Temiendo que el rey hiciera disolver la Asamblea mediante la fuerza, las capas populares asaltaron el 14 de julio la Bastilla, fortaleza que servía de prisión y que era un símbolo de la monarquía absolutista. La Revolución Francesa había comenzado, y pronto se propagó a otras ciudades y también a las zonas rurales, en las que se desató la revuelta antiseñorial conocida como «el Gran Miedo».

El 4 de agosto de 1789 la Asamblea Nacional, convertida ya en Asamblea Nacional Constituyente, decretó la abolición de todos los derechos y privilegios feudales, y el 26 de agosto se publicaba la Declaración de los Derechos del Hombre y del Ciudadano, basada en los principios de «libertad, igualdad y fraternidad». 

Dominada por los sectores más moderados de la burguesía, la Asamblea desarrolló una extensa obra legislativa que culminó con la aprobación de la Constitución de 1791, que estableció la soberanía popular y la separación de los poderes ejecutivo, legislativo y judicial.

Entradas proporcionadas ::
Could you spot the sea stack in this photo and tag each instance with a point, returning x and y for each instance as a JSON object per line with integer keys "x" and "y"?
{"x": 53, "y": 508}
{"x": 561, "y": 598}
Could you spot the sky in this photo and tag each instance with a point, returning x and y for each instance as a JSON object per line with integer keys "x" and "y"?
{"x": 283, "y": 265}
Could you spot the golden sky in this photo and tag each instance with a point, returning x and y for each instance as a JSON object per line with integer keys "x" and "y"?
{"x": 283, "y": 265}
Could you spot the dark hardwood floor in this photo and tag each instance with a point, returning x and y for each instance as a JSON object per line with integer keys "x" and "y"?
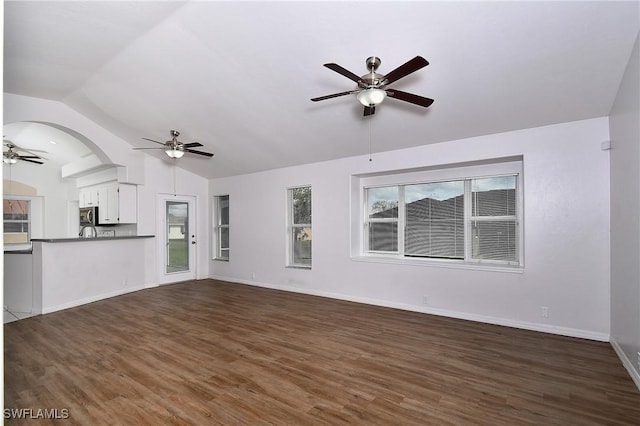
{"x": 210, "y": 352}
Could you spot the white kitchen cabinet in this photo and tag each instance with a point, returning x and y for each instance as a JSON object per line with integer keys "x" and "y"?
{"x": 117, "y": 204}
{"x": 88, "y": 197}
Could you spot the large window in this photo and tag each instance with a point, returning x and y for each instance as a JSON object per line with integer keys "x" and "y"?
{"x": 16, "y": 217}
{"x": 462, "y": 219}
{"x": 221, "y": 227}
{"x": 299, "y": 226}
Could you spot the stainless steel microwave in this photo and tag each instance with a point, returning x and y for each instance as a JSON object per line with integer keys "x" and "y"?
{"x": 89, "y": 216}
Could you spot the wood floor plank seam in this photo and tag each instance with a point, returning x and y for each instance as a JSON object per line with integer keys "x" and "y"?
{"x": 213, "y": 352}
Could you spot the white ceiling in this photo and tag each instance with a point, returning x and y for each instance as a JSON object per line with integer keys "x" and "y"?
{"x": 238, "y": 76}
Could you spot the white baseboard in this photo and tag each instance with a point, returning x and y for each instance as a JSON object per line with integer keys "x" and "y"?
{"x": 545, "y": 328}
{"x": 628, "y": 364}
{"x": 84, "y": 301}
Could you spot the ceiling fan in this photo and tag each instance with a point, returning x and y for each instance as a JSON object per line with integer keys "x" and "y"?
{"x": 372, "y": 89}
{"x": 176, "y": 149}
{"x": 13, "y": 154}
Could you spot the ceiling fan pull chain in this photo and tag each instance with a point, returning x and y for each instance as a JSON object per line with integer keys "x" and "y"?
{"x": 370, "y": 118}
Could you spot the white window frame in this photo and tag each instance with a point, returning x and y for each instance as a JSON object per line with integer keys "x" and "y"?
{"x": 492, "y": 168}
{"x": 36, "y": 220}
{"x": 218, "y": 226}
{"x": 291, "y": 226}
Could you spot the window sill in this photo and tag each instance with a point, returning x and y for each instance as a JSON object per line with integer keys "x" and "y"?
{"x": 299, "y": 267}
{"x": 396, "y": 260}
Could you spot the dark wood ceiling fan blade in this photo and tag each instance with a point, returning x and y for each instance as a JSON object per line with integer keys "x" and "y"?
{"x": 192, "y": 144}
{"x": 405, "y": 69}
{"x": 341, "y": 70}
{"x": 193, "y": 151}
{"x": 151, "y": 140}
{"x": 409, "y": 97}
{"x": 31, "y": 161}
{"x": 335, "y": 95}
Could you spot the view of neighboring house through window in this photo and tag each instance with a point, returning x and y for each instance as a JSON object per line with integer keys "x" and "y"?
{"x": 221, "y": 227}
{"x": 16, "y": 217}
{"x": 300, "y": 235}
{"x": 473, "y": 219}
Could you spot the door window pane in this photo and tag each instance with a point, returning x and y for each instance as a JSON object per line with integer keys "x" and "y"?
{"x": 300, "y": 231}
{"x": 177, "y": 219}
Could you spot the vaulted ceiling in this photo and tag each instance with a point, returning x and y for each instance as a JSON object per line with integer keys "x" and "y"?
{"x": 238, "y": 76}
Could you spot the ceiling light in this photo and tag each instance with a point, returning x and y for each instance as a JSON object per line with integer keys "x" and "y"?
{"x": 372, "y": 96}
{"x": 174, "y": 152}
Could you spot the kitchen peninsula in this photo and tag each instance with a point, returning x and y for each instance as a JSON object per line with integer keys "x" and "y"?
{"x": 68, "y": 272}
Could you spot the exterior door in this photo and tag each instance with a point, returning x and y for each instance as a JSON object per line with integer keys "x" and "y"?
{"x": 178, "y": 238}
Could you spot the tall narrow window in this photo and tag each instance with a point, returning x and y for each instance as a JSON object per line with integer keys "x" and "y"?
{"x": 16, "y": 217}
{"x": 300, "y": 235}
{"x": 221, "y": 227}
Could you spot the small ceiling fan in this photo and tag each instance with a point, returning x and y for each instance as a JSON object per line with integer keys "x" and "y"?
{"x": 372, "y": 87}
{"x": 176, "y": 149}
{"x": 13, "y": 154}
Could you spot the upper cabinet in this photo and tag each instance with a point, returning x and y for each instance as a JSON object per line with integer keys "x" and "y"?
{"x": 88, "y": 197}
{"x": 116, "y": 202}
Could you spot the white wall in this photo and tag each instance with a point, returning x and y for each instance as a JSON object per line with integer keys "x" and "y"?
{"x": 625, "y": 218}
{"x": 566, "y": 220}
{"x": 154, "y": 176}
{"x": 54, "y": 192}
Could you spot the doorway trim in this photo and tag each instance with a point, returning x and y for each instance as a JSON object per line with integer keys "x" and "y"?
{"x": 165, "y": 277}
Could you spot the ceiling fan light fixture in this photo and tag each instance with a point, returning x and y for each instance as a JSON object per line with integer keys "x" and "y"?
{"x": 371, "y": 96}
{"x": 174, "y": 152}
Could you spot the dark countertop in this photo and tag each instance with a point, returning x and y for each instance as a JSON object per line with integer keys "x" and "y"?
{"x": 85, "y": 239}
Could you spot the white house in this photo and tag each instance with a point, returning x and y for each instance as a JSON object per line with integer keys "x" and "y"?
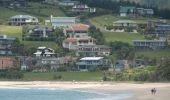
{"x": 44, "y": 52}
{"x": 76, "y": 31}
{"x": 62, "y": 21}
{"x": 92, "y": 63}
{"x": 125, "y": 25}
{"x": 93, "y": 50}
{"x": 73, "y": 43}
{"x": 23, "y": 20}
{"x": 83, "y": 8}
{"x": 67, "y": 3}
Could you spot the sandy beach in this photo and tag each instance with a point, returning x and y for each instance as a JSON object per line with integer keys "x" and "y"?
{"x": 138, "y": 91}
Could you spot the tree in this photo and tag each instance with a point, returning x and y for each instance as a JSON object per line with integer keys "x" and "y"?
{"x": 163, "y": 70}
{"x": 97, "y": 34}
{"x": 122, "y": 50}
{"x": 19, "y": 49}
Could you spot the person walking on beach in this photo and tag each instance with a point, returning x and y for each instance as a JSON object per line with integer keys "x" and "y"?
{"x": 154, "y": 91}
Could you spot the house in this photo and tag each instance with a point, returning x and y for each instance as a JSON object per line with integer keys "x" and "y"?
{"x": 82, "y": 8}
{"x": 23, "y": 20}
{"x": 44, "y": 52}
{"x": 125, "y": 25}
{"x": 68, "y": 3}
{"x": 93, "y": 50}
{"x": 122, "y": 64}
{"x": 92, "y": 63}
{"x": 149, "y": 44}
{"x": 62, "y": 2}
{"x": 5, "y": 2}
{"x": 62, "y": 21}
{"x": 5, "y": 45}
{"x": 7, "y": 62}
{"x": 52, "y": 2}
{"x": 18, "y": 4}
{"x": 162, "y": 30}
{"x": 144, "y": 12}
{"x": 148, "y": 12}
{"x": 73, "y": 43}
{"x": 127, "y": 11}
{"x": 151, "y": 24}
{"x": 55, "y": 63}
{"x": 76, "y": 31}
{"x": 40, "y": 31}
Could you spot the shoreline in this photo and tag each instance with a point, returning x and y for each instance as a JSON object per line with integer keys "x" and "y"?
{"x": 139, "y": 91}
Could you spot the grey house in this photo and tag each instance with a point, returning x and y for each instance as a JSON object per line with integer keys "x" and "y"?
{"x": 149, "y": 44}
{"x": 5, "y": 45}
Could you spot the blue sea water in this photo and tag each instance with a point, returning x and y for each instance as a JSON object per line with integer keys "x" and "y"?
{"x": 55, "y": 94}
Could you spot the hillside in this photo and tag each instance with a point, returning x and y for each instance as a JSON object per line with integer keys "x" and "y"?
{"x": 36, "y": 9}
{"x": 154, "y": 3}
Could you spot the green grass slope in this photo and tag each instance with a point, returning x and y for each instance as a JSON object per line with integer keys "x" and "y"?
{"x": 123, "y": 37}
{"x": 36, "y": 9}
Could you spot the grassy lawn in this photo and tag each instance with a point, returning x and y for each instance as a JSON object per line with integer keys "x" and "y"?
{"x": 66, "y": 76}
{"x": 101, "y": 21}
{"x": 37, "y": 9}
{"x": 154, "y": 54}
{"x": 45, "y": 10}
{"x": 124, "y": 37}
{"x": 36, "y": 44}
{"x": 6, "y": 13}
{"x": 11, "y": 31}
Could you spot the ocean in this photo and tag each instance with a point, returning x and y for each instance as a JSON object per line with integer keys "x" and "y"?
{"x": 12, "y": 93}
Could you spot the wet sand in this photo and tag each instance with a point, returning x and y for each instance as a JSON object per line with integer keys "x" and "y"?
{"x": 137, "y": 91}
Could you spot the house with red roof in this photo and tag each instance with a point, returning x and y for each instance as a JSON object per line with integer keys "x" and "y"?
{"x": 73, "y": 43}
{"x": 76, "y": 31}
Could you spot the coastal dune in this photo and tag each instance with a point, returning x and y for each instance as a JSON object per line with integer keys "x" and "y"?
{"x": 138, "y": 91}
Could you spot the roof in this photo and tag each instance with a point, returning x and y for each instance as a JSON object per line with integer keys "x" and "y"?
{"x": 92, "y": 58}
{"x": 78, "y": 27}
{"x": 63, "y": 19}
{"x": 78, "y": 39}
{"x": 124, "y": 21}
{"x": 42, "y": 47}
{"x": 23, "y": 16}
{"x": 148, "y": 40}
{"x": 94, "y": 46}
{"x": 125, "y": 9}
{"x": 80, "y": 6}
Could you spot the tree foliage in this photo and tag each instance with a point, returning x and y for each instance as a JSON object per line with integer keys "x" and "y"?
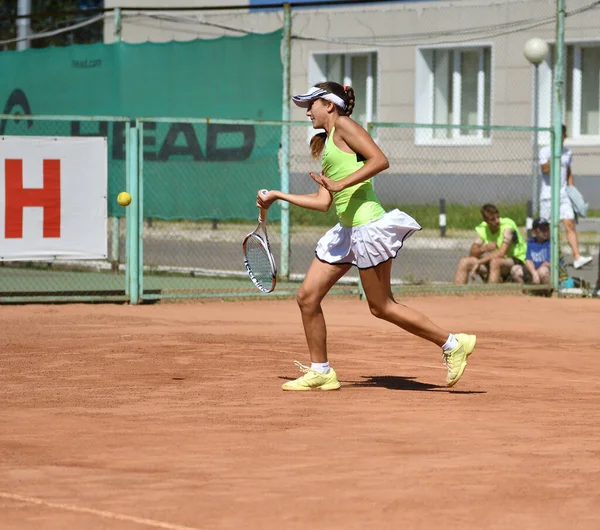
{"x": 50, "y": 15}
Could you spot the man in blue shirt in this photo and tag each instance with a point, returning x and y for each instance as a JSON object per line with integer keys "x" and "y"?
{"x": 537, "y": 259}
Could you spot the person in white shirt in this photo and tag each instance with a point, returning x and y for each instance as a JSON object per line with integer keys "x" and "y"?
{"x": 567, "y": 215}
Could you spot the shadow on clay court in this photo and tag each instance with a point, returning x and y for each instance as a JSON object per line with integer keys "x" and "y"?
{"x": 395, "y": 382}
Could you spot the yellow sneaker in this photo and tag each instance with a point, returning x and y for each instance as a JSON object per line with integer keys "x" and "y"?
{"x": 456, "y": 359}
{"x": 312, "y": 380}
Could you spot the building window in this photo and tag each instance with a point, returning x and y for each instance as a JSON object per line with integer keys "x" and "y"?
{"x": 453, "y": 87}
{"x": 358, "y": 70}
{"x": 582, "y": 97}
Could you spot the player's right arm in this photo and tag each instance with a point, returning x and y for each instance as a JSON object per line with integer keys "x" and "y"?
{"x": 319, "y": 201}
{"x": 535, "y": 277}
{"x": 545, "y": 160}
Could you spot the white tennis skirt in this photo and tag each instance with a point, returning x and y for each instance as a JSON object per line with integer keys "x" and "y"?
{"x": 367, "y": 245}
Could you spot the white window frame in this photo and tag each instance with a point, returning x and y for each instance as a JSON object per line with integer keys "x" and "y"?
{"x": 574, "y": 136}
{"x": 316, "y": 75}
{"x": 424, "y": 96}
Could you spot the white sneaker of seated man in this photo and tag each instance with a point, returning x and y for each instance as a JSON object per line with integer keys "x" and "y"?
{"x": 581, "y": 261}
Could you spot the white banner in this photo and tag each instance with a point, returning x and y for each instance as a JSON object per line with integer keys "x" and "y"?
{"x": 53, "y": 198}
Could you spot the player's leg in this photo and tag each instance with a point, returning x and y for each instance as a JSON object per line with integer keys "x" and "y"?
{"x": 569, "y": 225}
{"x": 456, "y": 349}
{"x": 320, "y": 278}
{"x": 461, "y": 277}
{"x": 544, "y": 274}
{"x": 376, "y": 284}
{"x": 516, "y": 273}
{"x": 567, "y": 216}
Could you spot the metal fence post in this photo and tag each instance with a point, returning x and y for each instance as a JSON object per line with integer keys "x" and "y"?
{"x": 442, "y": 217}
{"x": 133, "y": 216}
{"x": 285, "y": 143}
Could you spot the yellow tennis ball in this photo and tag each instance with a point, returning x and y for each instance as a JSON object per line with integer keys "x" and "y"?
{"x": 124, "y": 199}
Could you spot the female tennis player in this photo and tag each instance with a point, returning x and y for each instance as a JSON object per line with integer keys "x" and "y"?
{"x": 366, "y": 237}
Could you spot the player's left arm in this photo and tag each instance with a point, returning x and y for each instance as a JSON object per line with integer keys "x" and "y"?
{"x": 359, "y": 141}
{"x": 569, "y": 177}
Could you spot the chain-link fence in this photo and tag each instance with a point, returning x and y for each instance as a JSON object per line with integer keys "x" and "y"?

Tarea A :: Traduzca al inglés la siguiente oración del texto sobre la Revolución Francesa: «La Revolución Francesa había comenzado, y pronto se propagó a otras ciudades y también a las zonas rurales, en las que se desató la revuelta antiseñorial conocida como «el Gran Miedo».»
Tarea B :: Prosiga el texto sobre la Revolución Francesa a partir de su última oración.

Respuesta A :: The French Revolution had begun, and it soon spread to other cities and also to the rural areas, where the anti-seigneurial revolt known as "the Great Fear" broke out.

Respuesta B ::
El nuevo ordenamiento configuraba a Francia como una monarquía constitucional y conjugaba los logros revolucionarios con el respeto al rey: el monarca y sus ministros conservarían el poder ejecutivo. El poder legislativo correspondería a la Asamblea Legislativa, cuyos miembros serían elegidos por sufragio censitario, como también los jueces y miembros de los tribunales.

El proceso constituyente no estuvo exento de dificultades, particularmente en su fase final. Con todo, la revolución seguía adelante: tras la convocatoria y celebración de elecciones, la Asamblea Legislativa inició sus sesiones el 1 de octubre de 1791.

La monarquía constitucional: La Asamblea Legislativa (1791-1792)

Sometida a fuertes presiones, la recién implantada monarquía constitucional tendría escaso recorrido: no llegó siguiera a cumplir el año. Aunque la Asamblea Legislativa promulgó medidas progresistas, fue incapaz de satisfacer el descontento de las clases populares ante la carestía de los productos básicos como consecuencia del agravamiento de la crisis económica.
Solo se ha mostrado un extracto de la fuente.